▸ **Task requirements**:
Starting at the line that contains "Task: If you could tag each instance of the white", set down each line exactly until the records end, keeping both ends and adding nothing.

Natural-language object grounding data

------------------------------------------------------------------------

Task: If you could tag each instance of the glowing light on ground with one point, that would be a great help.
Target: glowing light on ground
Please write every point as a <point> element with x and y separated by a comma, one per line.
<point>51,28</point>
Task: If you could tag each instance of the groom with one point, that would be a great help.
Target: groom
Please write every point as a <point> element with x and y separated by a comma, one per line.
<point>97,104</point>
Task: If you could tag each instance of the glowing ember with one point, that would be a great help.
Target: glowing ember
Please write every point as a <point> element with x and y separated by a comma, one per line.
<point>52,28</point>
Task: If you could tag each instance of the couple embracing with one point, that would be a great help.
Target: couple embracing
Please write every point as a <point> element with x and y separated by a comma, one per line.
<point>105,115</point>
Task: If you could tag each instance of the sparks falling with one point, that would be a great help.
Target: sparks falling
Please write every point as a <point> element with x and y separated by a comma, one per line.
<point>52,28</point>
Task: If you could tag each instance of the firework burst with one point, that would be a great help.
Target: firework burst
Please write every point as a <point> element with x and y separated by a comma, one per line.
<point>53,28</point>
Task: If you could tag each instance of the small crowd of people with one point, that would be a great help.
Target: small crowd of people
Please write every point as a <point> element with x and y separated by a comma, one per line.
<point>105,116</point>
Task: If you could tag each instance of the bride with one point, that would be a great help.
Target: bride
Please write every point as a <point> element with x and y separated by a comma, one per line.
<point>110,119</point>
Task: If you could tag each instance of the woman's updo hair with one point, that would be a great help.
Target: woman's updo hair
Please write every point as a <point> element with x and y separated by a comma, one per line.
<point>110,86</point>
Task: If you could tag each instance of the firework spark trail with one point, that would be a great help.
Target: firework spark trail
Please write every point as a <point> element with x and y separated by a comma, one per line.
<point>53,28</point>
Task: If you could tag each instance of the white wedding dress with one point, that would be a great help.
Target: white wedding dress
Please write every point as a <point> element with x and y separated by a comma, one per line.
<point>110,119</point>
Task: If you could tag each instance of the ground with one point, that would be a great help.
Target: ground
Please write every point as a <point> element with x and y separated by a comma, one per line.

------------------------------------------------------------------------

▸ **Result**:
Task: If you could tag each instance of the white wedding dress with one point, that would be a great help.
Target: white wedding dress
Please write every point as a <point> element with x and y separated by a comma, one per line.
<point>110,119</point>
Task: If you could tag each instance of the ground with one point, that would be a great help.
Target: ground
Please write every point as a <point> element with x and y separated by a comma, one per line.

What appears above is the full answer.